* Work instructions
1 > Reproduce word for word the part of the passage on the Arab tribes and the Turkish advance that opens with the words containing "It seemed to my" and closes with "in the battle-front.".
2 > Carry on the passage on the Arab tribes and the Turkish advance, picking up right after its final sentence.

It seemed to my unaccustomed eyes impossible that, without treachery on the part of the mountain tribes, the Turks could dare to break their way through. Even with treachery as an ally, to pass the hills would be dangerous. The enemy would never be sure that the fickle population might not turn again; and to have such a labyrinth of defiles in the rear, across the communications, would be worse than having it in front. Without the friendship of the tribes, the Turks would own only the ground on which their soldiers stood; and lines so long and complex would soak up thousands of men in a fortnight, and leave none in the battle-front.

The sole disquieting feature was the very real success of the Turks in frightening the Arabs by artillery. Aziz el Masri in the Turk-Italian war in Tripoli had found the same terror, but had found also that it wore off. We might hope that the same would happen here; but for the moment the sound of a fired cannon sent every man within earshot behind cover. They thought weapons destructive in proportion to their noise. They were not afraid of bullets, nor indeed overmuch of dying: just the manner of death by shell-fire was unendurable. It seemed to me that their moral confidence was to be restored only by having guns, useful or useless, but noisy, on their side. From the magnificent Feisal down to the most naked stripling in the army the theme was artillery, artillery, artillery.

* Material supplied
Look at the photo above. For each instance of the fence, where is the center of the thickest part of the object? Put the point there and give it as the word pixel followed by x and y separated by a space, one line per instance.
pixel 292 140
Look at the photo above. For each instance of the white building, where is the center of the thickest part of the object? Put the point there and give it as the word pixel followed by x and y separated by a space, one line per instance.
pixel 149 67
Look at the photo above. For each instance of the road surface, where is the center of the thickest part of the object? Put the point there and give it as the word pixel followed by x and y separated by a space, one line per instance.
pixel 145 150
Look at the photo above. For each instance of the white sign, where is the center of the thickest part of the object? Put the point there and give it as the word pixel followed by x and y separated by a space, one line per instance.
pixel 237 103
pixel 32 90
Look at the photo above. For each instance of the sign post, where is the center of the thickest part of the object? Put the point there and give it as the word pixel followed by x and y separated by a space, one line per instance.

* Answers given
1 >
It seemed to my unaccustomed eyes impossible that, without treachery on the part of the mountain tribes, the Turks could dare to break their way through. Even with treachery as an ally, to pass the hills would be dangerous. The enemy would never be sure that the fickle population might not turn again; and to have such a labyrinth of defiles in the rear, across the communications, would be worse than having it in front. Without the friendship of the tribes, the Turks would own only the ground on which their soldiers stood; and lines so long and complex would soak up thousands of men in a fortnight, and leave none in the battle-front.

2 >
When I told them of the landing of the five-inch howitzers at Rabegh they rejoiced. Such news nearly balanced in their minds the check of their last retreat down Wadi Safra. The guns would be of no real use to them: indeed, it seemed to me that they would do the Arabs positive harm; for their virtues lay in mobility and intelligence, and by giving them guns we hampered their movements and efficiency. Only if we did not give them guns they would quit.